_Source text_.
7/7 and a Wartime Dictionary

While I’m spending the summer studying Korean in Seoul, one of the books I brought with me for some recreational reading is a Chinese wartime dictionary (“encyclopedia”) with mostly political and historical terms. It is often quite arbitrary with entries on everything from Lappland to one on Owen Lattimore. It is about 370 pages in length, with 10-20 entries per page, plus a timeline of events beginning with the Manchurian Incident in 1931 and up to July 1942, when it was published.

文化供應社《抗戰建國實用百科辭典》文化供應社, 1942.

Dictionaries like these, which have an almanac feel to them, give you a great look at what terms and events are viewed as important by contemporaries, and are thus great background reading for historians interested in getting a flavor for that particular period.

There are also other interesting things to note about some of the events it includes descriptions of. For example, some 68 years ago today fighting broke out between Japanese and Chinese forces at Marco Polo Bridge near Beijing and those historians who find such issues interesting still find great room for disagreement over exactly how and who bears greater responsibility for that particular skirmish. It has great symbolic importance, however, as it has traditionally come to date the beginning of the most open phase of prolonged conflict between the two countries and Japanese aggression throughout China. You can find a special article remembering the event in the People’s Daily. To use Allen S. Whiting’s term, this is also one of the “war recall” days in the Chinese media. Like other such symbolic days in August (end of the war), September (Manchurian incident), and December (Nanjing massacre) there are usually a great swelling of articles, publications, and protests related to Japan.

In this dictionary, however, there is no entry for 七七事變, which is probably the most common name by which the Marco Polo incident has come to be known among Chinese today. A small entry under 七七紀念 simply tells the reader to see 蘆溝橋事變. That second term, explicitly referring to the bridge, is the most common name today in Japan and in English, but is slightly less commonly used in China. 七七事變 must thus have become the standard Chinese term at some later point. Both terms are listed in the People’s Daily article today. The only reason I mention this minor point is that today is also a tragic one for London, as the city has been hit by a serious terrorist attack. If, like 9/11, it comes to be remembered as 7/7 or the 7/7 Incident, there will be something of a nomenclaturial clash in Chinese.

_Recorded information_.
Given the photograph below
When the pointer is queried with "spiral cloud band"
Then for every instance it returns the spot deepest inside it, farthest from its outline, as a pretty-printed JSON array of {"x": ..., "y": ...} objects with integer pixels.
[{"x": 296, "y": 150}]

_Task requirements_.
Answer these questions using the post about the wartime dictionary:
(a) In what month and year was the dictionary published?
(b) Near which city did fighting break out at Marco Polo Bridge?
(c) Which term does the small entry under 七七紀念 tell the reader to see?
The material plays no part in what comes next.

_Full output_.
(a) July 1942
(b) Beijing
(c) 蘆溝橋事變